▸ **DIRECTIVE**: Copy the stretch from the line containing "Running a dermatology lesion detector. Mark the military officer" through the line containing "[1072,450,1144,606]", swapping "dark trousers" for "black trousers" and leaving everything else unchanged.

▸ **RECORD SET**:
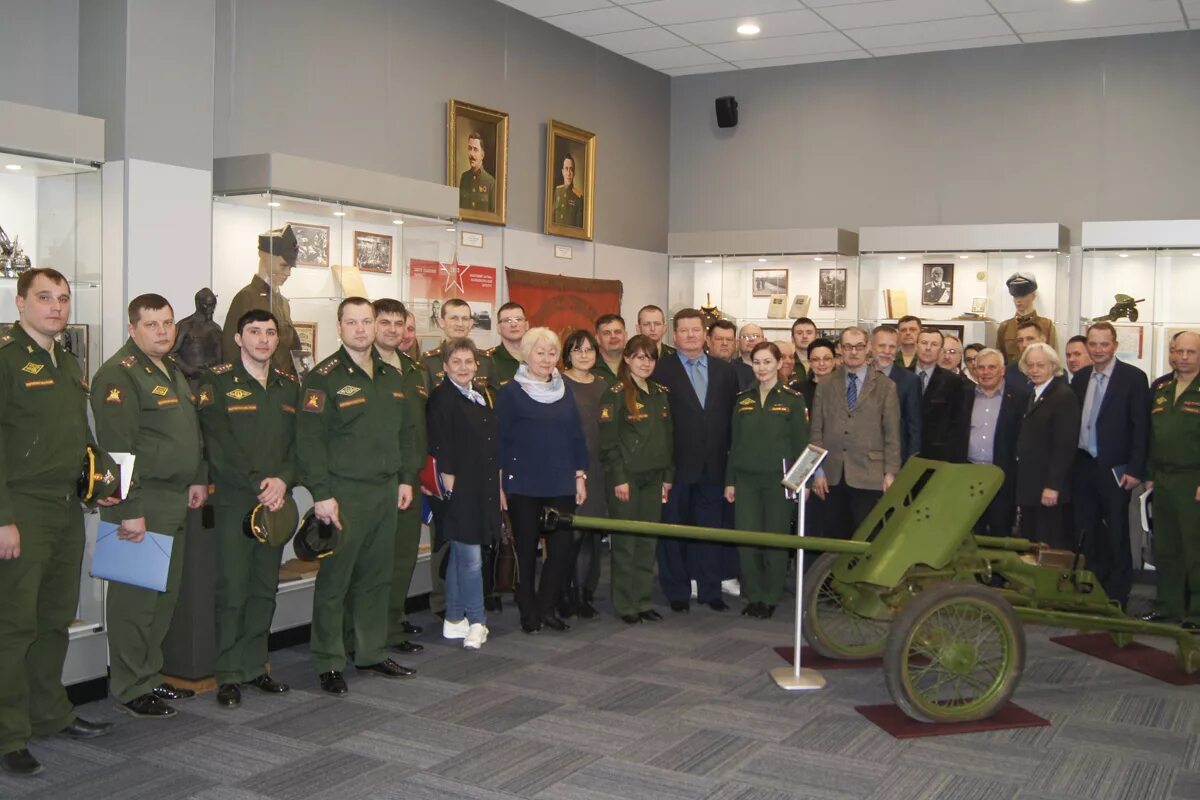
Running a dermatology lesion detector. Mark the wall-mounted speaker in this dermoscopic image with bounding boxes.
[716,95,738,128]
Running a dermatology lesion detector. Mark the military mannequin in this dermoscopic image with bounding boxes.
[996,272,1056,363]
[0,269,115,775]
[197,308,300,708]
[221,225,300,375]
[91,294,209,718]
[170,288,222,391]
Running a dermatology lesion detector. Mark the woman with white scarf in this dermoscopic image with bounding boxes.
[496,327,588,633]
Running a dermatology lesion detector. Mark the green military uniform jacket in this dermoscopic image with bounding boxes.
[197,359,300,503]
[725,383,809,486]
[1146,375,1200,481]
[91,339,209,523]
[221,275,300,375]
[554,184,583,228]
[600,380,674,487]
[296,347,420,500]
[458,167,496,213]
[996,311,1056,363]
[0,323,92,525]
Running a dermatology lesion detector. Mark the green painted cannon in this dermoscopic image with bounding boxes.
[544,458,1200,722]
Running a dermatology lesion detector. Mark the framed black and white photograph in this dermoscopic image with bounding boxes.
[354,230,392,275]
[920,264,954,306]
[288,222,329,269]
[750,267,787,297]
[817,266,846,308]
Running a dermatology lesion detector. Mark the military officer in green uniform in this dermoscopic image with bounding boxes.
[374,297,430,652]
[725,342,809,619]
[221,225,300,375]
[1144,331,1200,630]
[600,335,674,625]
[458,131,496,213]
[296,297,419,694]
[0,269,115,775]
[487,302,529,386]
[91,294,209,718]
[197,308,300,708]
[996,272,1055,363]
[554,155,583,228]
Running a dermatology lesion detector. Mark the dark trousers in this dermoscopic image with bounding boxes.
[658,483,737,603]
[825,481,883,539]
[509,494,575,626]
[1072,450,1144,606]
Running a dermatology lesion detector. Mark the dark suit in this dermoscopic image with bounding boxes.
[950,383,1030,536]
[1016,378,1079,549]
[652,354,738,603]
[913,365,962,461]
[888,363,920,463]
[1070,360,1151,604]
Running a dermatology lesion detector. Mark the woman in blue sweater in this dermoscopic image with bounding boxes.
[496,327,588,633]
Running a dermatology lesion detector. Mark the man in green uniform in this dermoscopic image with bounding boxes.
[221,225,300,375]
[554,156,583,228]
[374,297,430,652]
[0,269,116,775]
[487,302,529,386]
[1142,331,1200,630]
[197,308,300,708]
[458,131,496,213]
[996,272,1055,363]
[91,294,209,718]
[296,297,419,694]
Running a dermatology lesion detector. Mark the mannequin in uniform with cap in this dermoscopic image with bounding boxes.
[221,225,300,375]
[996,272,1056,363]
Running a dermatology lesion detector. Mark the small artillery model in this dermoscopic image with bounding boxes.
[1092,294,1146,323]
[544,458,1200,722]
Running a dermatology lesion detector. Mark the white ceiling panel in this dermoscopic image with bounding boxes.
[667,11,833,44]
[499,0,1200,76]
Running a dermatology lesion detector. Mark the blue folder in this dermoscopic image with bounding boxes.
[91,522,174,591]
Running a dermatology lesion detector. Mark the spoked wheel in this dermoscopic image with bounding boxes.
[883,583,1025,722]
[802,553,888,661]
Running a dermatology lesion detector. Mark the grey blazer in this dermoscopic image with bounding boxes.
[811,366,901,491]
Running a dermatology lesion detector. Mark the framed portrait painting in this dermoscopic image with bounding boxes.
[446,100,509,225]
[544,120,596,241]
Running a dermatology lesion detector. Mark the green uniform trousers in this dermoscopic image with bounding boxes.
[215,498,283,685]
[733,473,796,606]
[310,477,398,674]
[0,492,84,754]
[388,506,421,645]
[1154,473,1200,622]
[608,470,665,616]
[104,481,187,703]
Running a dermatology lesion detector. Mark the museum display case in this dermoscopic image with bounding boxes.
[859,223,1074,347]
[1079,219,1200,380]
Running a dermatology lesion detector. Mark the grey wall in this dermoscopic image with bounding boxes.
[215,0,670,251]
[0,0,79,112]
[670,31,1200,242]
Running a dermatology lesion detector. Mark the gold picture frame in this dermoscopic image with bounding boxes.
[446,100,509,225]
[542,120,596,241]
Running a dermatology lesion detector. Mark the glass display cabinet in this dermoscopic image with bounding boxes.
[1079,219,1200,380]
[859,223,1072,347]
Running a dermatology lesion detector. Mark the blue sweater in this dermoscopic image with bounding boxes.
[496,380,588,498]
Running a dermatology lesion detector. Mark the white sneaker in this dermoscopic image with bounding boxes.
[442,616,470,639]
[462,622,487,650]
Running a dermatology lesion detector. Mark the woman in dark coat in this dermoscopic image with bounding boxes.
[1016,342,1080,549]
[426,339,500,650]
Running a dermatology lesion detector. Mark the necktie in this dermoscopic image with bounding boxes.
[688,359,708,408]
[1087,372,1104,458]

▸ **THE RESULT**:
Running a dermatology lesion detector. Mark the military officer in green uniform in this dermoscopic image with bounding boxes.
[374,297,430,652]
[725,342,809,619]
[221,225,300,375]
[1144,331,1200,630]
[600,335,674,625]
[458,131,496,213]
[296,297,419,694]
[0,269,115,775]
[487,302,529,386]
[91,294,209,718]
[197,308,300,708]
[996,272,1055,363]
[554,155,583,228]
Running a dermatology lesion detector. Mark the black trousers in this dermoscopic image with bounding boxes.
[658,483,737,603]
[825,481,883,539]
[509,494,575,626]
[1072,450,1144,606]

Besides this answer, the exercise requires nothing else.